═══ RECORDED INFORMATION ═══

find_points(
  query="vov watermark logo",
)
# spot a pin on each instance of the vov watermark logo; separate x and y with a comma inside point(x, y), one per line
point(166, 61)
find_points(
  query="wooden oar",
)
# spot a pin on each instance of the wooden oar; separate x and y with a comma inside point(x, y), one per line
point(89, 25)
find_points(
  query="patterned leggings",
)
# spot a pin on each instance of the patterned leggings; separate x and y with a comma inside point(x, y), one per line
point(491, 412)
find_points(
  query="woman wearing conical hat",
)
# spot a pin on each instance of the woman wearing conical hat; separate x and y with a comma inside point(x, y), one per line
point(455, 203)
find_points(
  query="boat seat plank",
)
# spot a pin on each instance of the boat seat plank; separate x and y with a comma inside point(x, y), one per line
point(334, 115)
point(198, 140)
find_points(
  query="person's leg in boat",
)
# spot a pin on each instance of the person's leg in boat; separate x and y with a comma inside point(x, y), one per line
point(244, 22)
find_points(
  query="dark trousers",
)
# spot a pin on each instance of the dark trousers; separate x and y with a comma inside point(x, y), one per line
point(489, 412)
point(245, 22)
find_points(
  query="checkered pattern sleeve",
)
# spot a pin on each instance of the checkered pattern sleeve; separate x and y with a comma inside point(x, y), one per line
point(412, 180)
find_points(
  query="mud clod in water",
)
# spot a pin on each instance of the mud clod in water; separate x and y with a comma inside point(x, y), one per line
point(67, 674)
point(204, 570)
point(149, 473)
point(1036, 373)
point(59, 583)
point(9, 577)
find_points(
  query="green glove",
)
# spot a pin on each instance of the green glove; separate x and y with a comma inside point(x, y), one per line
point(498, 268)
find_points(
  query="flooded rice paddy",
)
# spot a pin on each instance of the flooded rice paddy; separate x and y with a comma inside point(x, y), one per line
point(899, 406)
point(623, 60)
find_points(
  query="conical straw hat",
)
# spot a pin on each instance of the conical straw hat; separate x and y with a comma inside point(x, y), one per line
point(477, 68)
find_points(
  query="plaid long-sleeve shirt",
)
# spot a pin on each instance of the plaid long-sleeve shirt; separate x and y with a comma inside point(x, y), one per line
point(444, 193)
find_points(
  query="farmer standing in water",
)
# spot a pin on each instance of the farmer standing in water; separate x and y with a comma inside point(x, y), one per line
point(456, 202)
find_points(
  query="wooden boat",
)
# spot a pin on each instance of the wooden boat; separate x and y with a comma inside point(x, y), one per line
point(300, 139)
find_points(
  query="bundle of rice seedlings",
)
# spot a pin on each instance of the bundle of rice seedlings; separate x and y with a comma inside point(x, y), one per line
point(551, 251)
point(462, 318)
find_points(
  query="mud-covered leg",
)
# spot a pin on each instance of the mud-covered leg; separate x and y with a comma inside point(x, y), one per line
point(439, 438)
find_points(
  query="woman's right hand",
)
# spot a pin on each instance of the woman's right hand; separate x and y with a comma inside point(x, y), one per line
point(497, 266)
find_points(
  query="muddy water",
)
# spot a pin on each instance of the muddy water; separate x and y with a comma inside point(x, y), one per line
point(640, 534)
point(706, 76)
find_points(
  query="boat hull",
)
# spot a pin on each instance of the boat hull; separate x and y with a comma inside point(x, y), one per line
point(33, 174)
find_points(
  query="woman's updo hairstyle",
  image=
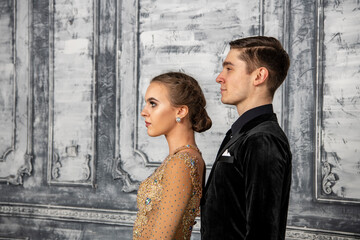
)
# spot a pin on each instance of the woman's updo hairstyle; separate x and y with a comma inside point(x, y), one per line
point(185, 90)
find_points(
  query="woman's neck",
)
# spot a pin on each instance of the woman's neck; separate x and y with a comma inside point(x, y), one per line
point(180, 138)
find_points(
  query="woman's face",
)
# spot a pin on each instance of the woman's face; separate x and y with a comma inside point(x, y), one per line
point(159, 114)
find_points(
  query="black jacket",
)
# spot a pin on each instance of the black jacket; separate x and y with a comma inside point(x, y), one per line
point(247, 192)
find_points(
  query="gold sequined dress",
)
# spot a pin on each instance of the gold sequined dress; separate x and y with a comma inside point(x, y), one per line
point(168, 200)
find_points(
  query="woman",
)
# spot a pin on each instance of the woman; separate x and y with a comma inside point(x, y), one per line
point(168, 201)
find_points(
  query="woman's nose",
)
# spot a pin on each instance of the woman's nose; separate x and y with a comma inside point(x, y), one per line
point(219, 78)
point(143, 112)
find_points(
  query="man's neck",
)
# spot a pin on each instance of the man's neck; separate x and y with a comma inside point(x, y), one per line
point(246, 106)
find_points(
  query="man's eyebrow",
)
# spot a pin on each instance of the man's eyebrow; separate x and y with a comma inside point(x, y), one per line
point(151, 99)
point(226, 63)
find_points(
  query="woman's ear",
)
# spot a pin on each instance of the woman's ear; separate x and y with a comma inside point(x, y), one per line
point(261, 76)
point(182, 111)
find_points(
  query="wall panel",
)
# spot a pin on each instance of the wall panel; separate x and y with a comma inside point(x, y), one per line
point(15, 93)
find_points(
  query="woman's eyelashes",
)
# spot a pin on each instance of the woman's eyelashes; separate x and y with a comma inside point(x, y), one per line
point(153, 104)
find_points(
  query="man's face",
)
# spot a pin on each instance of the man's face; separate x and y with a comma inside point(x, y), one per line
point(235, 81)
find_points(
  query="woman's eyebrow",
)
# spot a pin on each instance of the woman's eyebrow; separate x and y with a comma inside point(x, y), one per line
point(151, 99)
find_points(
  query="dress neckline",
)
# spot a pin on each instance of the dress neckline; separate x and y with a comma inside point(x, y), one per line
point(189, 146)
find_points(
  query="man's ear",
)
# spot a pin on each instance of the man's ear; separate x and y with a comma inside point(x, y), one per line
point(261, 76)
point(182, 111)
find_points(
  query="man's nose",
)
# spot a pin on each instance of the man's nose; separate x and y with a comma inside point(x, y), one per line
point(220, 78)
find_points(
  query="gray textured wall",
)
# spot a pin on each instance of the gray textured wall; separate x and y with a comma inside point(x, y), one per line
point(73, 74)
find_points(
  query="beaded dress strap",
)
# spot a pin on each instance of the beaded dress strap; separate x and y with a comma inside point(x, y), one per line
point(189, 146)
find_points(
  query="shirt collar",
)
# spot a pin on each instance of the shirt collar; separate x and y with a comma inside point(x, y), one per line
point(250, 115)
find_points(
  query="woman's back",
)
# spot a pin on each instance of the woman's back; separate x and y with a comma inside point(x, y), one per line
point(168, 201)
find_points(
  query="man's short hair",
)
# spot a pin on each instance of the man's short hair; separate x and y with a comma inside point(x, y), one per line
point(261, 51)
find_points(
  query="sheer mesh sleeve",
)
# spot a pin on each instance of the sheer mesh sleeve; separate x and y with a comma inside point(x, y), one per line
point(166, 215)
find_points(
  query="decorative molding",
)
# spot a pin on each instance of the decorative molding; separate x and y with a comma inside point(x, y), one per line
point(54, 160)
point(24, 169)
point(329, 178)
point(20, 72)
point(325, 177)
point(14, 238)
point(127, 218)
point(297, 233)
point(128, 184)
point(14, 58)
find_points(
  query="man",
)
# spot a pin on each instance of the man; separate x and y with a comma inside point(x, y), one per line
point(247, 192)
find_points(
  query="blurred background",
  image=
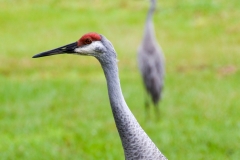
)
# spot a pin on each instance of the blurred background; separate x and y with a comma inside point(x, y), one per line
point(58, 107)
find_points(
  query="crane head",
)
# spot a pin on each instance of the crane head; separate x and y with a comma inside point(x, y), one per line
point(91, 44)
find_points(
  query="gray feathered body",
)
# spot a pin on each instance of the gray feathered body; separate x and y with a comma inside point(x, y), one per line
point(151, 60)
point(136, 144)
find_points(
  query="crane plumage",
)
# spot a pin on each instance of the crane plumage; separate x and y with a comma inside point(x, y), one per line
point(151, 61)
point(136, 143)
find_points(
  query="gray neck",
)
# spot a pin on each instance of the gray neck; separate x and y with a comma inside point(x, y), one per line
point(135, 142)
point(119, 107)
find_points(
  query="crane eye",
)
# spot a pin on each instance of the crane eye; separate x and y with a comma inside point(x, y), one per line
point(88, 41)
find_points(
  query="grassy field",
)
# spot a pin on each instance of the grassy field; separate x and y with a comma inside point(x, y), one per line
point(58, 108)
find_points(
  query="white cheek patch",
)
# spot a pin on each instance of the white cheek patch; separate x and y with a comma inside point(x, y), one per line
point(89, 49)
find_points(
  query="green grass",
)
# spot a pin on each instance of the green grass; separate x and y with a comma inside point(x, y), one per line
point(58, 108)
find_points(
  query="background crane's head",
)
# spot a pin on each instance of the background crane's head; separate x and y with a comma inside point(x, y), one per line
point(90, 44)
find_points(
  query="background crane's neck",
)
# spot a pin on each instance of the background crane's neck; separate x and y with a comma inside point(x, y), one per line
point(149, 27)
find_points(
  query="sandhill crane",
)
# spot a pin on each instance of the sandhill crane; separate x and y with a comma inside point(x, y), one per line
point(136, 144)
point(151, 63)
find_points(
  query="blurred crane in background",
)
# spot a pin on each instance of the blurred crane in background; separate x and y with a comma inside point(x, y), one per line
point(136, 144)
point(151, 63)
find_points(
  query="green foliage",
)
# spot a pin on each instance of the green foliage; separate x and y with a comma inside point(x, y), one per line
point(57, 107)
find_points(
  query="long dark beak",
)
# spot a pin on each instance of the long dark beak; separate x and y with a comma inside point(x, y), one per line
point(61, 50)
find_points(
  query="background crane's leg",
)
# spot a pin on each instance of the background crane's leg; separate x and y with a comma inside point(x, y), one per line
point(147, 107)
point(157, 111)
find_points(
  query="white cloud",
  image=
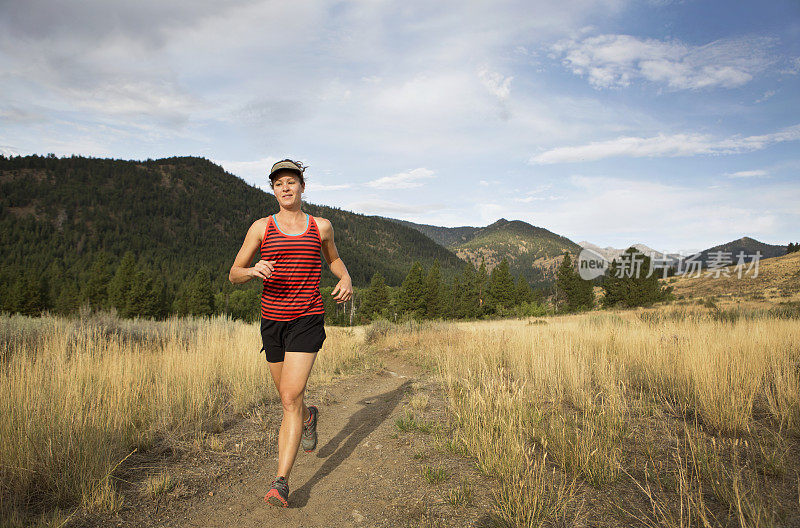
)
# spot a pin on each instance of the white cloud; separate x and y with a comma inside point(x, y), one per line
point(664, 145)
point(497, 84)
point(793, 68)
point(402, 180)
point(748, 174)
point(617, 60)
point(311, 187)
point(767, 95)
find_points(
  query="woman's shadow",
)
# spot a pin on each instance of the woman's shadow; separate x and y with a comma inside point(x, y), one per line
point(341, 446)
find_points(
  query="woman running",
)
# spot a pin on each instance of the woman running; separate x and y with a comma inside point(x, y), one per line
point(292, 313)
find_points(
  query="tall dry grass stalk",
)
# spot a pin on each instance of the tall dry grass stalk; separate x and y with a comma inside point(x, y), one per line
point(77, 396)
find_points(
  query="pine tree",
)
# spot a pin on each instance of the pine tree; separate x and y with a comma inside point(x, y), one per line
point(376, 298)
point(68, 298)
point(565, 283)
point(30, 294)
point(432, 300)
point(447, 299)
point(573, 293)
point(522, 291)
point(200, 297)
point(120, 285)
point(413, 291)
point(96, 289)
point(468, 298)
point(623, 285)
point(480, 286)
point(501, 286)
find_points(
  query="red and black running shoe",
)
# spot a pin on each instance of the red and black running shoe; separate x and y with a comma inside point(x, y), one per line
point(279, 494)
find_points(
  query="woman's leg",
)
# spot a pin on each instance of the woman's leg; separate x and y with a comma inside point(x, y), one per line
point(275, 369)
point(292, 381)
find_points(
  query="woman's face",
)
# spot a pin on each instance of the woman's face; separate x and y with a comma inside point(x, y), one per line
point(288, 189)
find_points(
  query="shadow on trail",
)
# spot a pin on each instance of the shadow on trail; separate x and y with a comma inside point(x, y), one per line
point(358, 427)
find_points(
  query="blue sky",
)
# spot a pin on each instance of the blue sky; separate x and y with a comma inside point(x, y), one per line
point(673, 124)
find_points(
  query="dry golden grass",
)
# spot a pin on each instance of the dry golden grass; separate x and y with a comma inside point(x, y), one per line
point(77, 396)
point(678, 419)
point(778, 279)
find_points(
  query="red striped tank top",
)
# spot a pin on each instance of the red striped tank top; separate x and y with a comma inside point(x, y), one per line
point(292, 290)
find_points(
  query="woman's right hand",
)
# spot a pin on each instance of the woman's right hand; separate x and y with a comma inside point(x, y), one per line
point(263, 269)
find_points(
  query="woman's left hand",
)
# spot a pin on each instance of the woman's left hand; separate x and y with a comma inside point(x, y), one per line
point(345, 289)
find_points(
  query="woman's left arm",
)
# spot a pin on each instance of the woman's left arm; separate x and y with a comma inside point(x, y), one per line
point(345, 286)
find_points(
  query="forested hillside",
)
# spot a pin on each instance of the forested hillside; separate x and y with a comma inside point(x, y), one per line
point(182, 219)
point(533, 253)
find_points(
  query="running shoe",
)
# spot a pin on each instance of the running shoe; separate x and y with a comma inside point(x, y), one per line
point(279, 494)
point(309, 437)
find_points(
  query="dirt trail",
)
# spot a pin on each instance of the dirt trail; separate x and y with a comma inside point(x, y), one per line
point(365, 471)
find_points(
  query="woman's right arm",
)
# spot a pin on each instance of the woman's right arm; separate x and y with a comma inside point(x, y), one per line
point(252, 243)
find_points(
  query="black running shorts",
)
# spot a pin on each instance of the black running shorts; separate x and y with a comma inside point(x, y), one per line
point(304, 334)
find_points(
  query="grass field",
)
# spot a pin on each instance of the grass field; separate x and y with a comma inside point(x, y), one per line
point(79, 395)
point(676, 416)
point(667, 417)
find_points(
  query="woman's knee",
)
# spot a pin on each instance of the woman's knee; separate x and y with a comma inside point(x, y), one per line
point(291, 398)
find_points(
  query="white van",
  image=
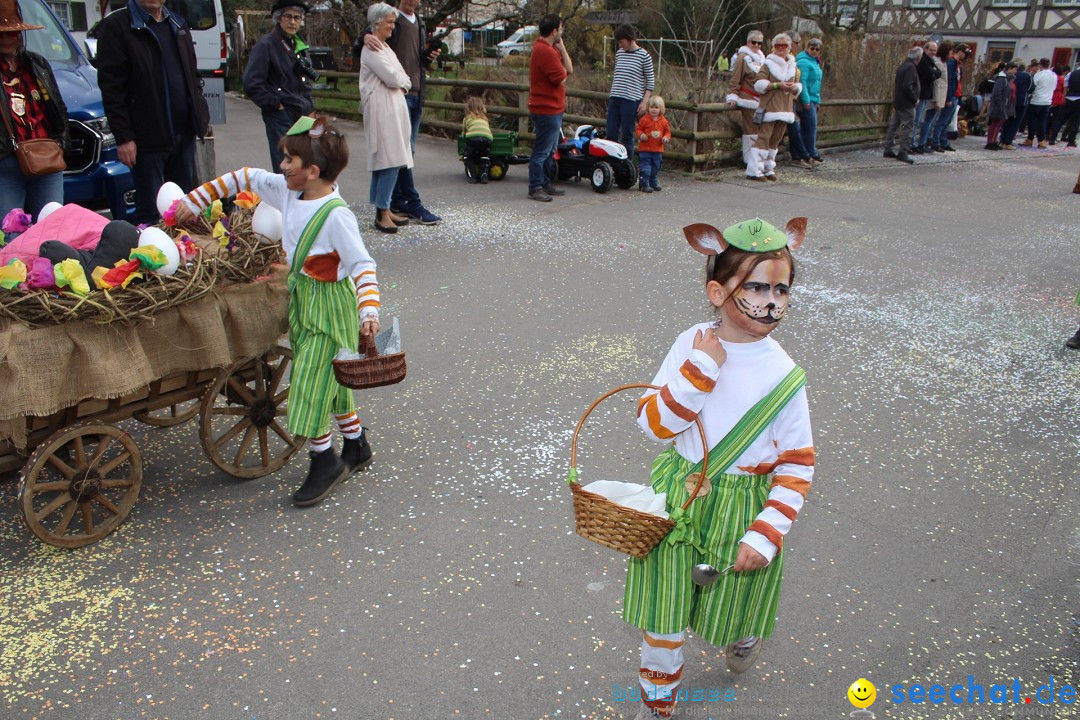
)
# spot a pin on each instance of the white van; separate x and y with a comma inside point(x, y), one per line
point(208, 34)
point(518, 42)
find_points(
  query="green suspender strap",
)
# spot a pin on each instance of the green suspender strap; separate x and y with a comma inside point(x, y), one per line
point(311, 231)
point(738, 439)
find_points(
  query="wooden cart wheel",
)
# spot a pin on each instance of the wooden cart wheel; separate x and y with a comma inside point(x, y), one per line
point(80, 485)
point(242, 426)
point(173, 415)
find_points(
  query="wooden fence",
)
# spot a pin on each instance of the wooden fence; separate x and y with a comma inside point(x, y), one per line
point(707, 132)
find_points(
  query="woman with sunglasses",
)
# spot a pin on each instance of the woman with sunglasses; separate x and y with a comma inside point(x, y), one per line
point(778, 83)
point(741, 93)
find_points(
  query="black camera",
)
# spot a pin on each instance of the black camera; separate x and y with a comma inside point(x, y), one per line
point(304, 68)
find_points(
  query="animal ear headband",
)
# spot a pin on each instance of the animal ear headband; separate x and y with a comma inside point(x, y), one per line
point(753, 235)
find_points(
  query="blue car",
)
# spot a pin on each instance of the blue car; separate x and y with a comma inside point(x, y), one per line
point(94, 176)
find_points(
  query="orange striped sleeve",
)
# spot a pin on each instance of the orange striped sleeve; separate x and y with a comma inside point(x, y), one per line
point(697, 378)
point(652, 415)
point(800, 457)
point(770, 533)
point(677, 408)
point(783, 508)
point(792, 483)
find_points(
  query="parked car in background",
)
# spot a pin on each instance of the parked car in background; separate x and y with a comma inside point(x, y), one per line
point(520, 42)
point(94, 176)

═══

- PROBLEM DESCRIPTION
Render everything from the start of the material down to the line containing "point(412, 180)" as a JSON list of strings, one string per line, with blank lines omitted.

- COMPLETE OUTPUT
[
  "find_points(",
  "  query=\"vov watermark logo\",",
  ")",
  "# spot a pin on each instance of the vov watermark logo; separate x and y with a comma inside point(x, y), one per line",
  "point(166, 61)",
  "find_points(",
  "  query=\"wooden oar\",",
  ")",
  "# spot a pin on each instance of the wooden oar; separate x and y with a comma inside point(x, y), one per line",
  "point(89, 25)",
  "find_points(",
  "  query=\"patterned leggings\",",
  ")",
  "# spot a pin on each instance of the patterned leggings; separate x and y with a comma inside point(x, y), one per line",
  "point(491, 412)",
  "find_points(",
  "  query=\"woman wearing conical hat\",",
  ")",
  "# spot a pin on each instance of the woman wearing conical hat; separate x and y with a comma inside point(x, y), one per line",
  "point(455, 203)",
  "find_points(",
  "  query=\"boat seat plank\",",
  ")",
  "# spot a pin on each instance of the boat seat plank; separate x and y with a comma inside point(x, y), one per line",
  "point(334, 115)",
  "point(198, 140)",
  "find_points(",
  "  query=\"person's leg in boat\",",
  ")",
  "# spot a pin on each instance of the person's leg in boat; separate x and y with a comma inside point(x, y), one per line",
  "point(244, 22)",
  "find_points(",
  "  query=\"dark trousers\",",
  ")",
  "# spot a pin on each instance of the dark trousers; separate x and y with a comma inside point(x, y), one per line",
  "point(489, 412)",
  "point(245, 22)",
  "find_points(",
  "  query=\"checkered pattern sleeve\",",
  ")",
  "# spot a pin on each instance of the checkered pattern sleeve; separate x and y with a comma inside point(x, y), one per line",
  "point(412, 180)"
]